Researchers: Black Mold Toxins Could Affect Sense Of Smell
Certain toxins produced by black mold, that fungus found everywhere from damp basements to thousands of buildings in hurricane-ravaged New Orleans and the U.S. Gulf coast, are capable of killing nerve cells essential for the sense of smell, Michigan State University (MSU) researchers in the Center for Integrative Toxicology announced on March 1.
According to the MSU researchers, these toxins found in black mold, also known as Stachybotrys chartarum, specifically killed olfactory sensory neurons in the nasal airways of exposed mice. These nasal neuronal cells are known to detect odors and send electrical signals to the parts of the brain that are necessary for the sense of smell, or olfaction.
"Essentially, this toxin is killing off the cells needed for the sense of smell," said Jack Harkema, a university distinguished professor of pathobiology and diagnostic investigation and one of the MSU researchers. "This is the first animal study to really show that a toxin derived from the spores of black mold may cause significant damage in the nose and the frontal part of the brain involved in olfaction."
In addition, they found that the mice that inhaled these fungal toxins developed rhinitis, inflammation of the nasal passages. Mild inflammation also was detected in the animals' olfactory bulbs, the part of the brain directly connected to the olfactory nerves from the nose. Olfactory bulbs relay the smell signals from the nose to other parts of the brain that are involved in olfaction.
"The mice used in the study were allowed to sniff a single small dose of the toxin, which is known as satratoxin G," said James Pestka, a professor of food science and human nutrition. "The amount of toxin given to the mice would be close to estimated amounts that a person, without respiratory protection, may inhale when working in a room heavily contaminated with black mold."
"In every mouse that received the single dose of satratoxin G," said Zahidul Islam, a research assistant professor in Pestka's laboratory, "there was a large loss of olfactory sensory neurons through a process called programmed cell death or apoptosis, and all of these same mice also developed secondary inflammation in the nose and olfactory bulbs of the brain."

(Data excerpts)
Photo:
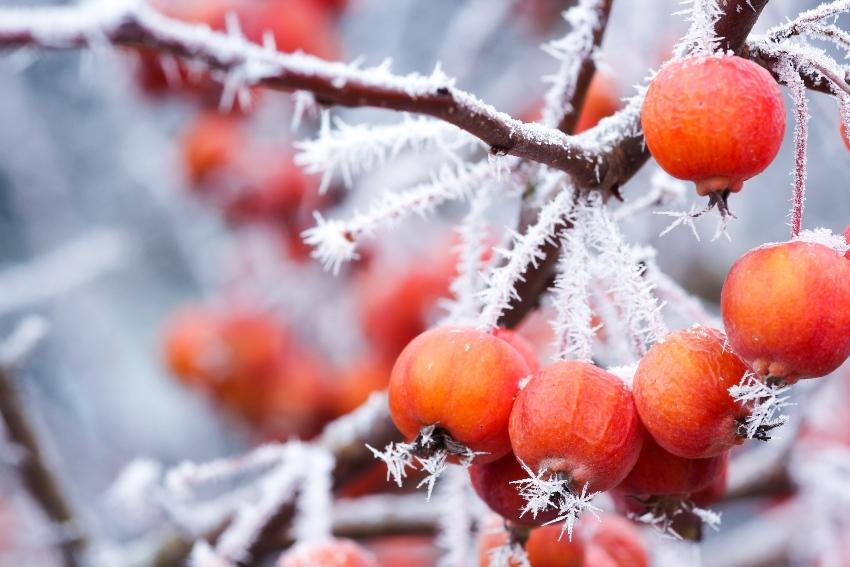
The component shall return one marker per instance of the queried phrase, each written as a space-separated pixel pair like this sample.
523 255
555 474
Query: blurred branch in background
33 468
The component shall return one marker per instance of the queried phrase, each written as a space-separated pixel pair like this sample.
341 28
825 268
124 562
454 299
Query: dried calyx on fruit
576 431
451 393
716 120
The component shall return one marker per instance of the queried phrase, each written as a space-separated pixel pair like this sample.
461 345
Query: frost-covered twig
335 241
573 325
350 151
544 491
701 38
801 136
472 252
429 452
525 251
575 52
764 401
620 267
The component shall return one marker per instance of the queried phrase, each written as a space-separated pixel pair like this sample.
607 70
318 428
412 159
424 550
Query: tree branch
132 25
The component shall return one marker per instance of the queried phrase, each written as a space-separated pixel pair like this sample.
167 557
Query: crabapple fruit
575 419
786 308
681 390
332 552
716 121
544 546
661 473
463 381
492 483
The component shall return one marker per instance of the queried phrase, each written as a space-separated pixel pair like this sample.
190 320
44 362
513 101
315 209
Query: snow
570 51
525 251
348 151
335 241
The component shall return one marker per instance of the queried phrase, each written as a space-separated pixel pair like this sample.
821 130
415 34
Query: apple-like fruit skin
786 309
681 390
463 381
716 121
576 419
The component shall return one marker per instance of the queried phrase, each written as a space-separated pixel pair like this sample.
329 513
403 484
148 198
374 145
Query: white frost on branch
764 401
573 325
464 307
701 38
348 151
570 51
622 271
454 535
335 240
526 250
544 491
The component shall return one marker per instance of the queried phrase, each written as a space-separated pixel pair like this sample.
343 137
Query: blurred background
136 216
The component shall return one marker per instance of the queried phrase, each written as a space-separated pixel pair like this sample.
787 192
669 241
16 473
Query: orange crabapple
619 538
713 120
681 390
576 420
786 308
330 553
661 473
463 382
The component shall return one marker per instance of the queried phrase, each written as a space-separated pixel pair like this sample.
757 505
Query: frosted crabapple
579 422
463 382
713 120
543 546
681 389
493 482
331 552
786 308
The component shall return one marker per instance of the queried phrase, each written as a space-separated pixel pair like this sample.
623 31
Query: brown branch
34 472
622 162
330 83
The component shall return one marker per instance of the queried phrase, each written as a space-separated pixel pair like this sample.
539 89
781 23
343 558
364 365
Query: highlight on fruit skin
661 473
681 390
579 421
463 382
786 308
329 552
713 120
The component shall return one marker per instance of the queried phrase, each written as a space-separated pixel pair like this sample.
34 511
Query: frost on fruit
431 450
544 491
765 400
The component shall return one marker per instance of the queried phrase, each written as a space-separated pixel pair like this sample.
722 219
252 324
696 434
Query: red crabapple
681 392
493 484
462 381
716 121
576 420
661 473
333 552
544 546
786 308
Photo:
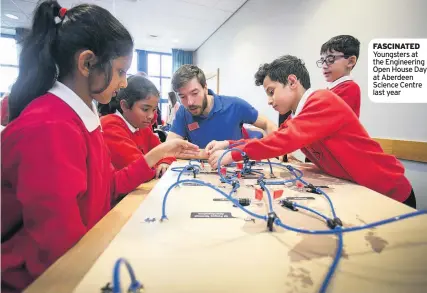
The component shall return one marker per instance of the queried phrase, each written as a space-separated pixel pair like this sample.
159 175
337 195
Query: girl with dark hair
127 129
56 173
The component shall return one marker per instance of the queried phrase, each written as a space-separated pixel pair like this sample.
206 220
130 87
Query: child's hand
161 169
179 148
214 157
214 146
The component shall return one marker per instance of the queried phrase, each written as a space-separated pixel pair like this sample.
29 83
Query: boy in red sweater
325 128
57 180
338 58
127 131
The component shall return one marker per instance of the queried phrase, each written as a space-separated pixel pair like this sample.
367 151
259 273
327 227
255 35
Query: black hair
186 73
346 44
139 88
56 35
281 68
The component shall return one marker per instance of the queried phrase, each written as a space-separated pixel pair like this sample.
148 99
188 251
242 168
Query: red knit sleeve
350 93
122 148
322 115
155 141
51 178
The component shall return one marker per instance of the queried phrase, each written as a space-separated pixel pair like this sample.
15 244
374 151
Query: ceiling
181 24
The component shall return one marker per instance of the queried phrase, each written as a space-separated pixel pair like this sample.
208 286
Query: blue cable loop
116 276
310 210
298 177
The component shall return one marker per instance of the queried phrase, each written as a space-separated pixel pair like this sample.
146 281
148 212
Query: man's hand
214 157
161 169
214 146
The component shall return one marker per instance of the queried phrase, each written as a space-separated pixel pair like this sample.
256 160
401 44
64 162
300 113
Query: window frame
163 100
8 36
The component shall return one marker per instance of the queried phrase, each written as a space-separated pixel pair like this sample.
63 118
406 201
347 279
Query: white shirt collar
302 102
89 117
131 128
339 80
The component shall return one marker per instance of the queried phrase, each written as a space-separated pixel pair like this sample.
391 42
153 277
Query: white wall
262 30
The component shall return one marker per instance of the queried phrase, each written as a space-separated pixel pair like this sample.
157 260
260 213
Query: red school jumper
126 143
328 132
349 91
57 183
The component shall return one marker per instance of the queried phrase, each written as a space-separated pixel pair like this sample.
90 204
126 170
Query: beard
202 107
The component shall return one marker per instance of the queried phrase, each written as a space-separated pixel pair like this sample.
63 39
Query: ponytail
139 88
37 68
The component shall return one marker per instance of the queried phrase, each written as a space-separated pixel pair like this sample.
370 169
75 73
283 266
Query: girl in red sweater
326 130
127 130
57 180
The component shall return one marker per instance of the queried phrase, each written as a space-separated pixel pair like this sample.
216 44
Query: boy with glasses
324 128
338 58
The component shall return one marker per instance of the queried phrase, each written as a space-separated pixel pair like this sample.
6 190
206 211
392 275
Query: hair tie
62 12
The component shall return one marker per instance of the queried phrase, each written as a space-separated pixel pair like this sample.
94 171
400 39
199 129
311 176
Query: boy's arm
154 141
350 93
265 124
178 129
321 116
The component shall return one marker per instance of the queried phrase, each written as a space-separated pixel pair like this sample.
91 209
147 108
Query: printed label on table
397 70
210 215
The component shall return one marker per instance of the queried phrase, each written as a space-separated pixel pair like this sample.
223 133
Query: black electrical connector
312 189
244 202
338 221
107 288
270 220
332 223
288 204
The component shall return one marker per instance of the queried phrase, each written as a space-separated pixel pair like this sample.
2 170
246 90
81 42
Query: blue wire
236 144
352 229
270 202
116 276
214 188
310 210
186 168
271 167
334 265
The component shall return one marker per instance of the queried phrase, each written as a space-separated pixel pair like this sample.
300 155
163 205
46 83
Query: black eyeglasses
330 59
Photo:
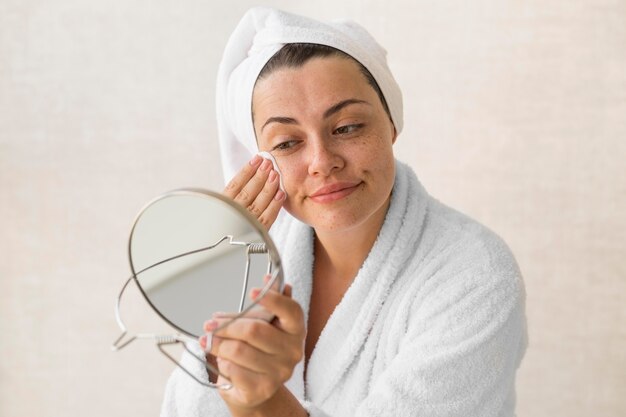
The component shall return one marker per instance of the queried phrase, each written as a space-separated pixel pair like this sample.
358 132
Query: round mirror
195 252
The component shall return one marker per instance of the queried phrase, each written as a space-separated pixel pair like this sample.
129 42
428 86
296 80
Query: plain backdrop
515 114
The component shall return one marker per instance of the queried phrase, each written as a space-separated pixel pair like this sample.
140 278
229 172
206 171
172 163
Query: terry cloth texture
432 325
259 35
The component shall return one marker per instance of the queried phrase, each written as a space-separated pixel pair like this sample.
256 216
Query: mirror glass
195 252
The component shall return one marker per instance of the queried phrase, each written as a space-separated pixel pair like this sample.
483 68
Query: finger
245 380
244 355
258 333
287 290
254 186
236 184
288 311
265 196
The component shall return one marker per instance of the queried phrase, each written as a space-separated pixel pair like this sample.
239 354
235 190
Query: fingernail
255 293
210 325
279 195
256 160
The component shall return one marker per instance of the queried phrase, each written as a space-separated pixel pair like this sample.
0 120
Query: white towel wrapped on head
259 35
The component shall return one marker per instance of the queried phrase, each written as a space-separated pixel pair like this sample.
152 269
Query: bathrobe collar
348 326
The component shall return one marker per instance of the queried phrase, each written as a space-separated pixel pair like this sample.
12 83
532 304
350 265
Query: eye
347 129
283 146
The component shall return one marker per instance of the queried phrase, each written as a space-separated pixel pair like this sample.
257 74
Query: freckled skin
352 145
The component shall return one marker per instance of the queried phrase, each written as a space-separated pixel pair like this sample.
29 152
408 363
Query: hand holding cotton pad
270 158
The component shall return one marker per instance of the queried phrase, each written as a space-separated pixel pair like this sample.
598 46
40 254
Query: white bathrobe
432 325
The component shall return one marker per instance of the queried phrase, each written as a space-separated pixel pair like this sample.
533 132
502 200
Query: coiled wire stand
164 340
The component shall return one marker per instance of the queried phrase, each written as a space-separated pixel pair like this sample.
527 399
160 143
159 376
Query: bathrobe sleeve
463 341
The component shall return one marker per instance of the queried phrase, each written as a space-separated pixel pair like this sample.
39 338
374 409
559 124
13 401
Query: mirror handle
169 340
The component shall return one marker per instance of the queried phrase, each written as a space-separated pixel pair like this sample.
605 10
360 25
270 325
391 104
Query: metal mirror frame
183 336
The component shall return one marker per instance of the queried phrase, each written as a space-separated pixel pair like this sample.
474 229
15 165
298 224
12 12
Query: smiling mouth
334 192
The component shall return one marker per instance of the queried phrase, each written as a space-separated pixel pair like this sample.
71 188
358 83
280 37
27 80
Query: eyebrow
329 112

## TO DO
Rewrite the part of the black mold text that begins at the words "In addition, they" and stops after "are involved in olfaction.", using "snout" in place of "nose".

## RESULT OF THE EXERCISE
In addition, they found that the mice that inhaled these fungal toxins developed rhinitis, inflammation of the nasal passages. Mild inflammation also was detected in the animals' olfactory bulbs, the part of the brain directly connected to the olfactory nerves from the snout. Olfactory bulbs relay the smell signals from the snout to other parts of the brain that are involved in olfaction.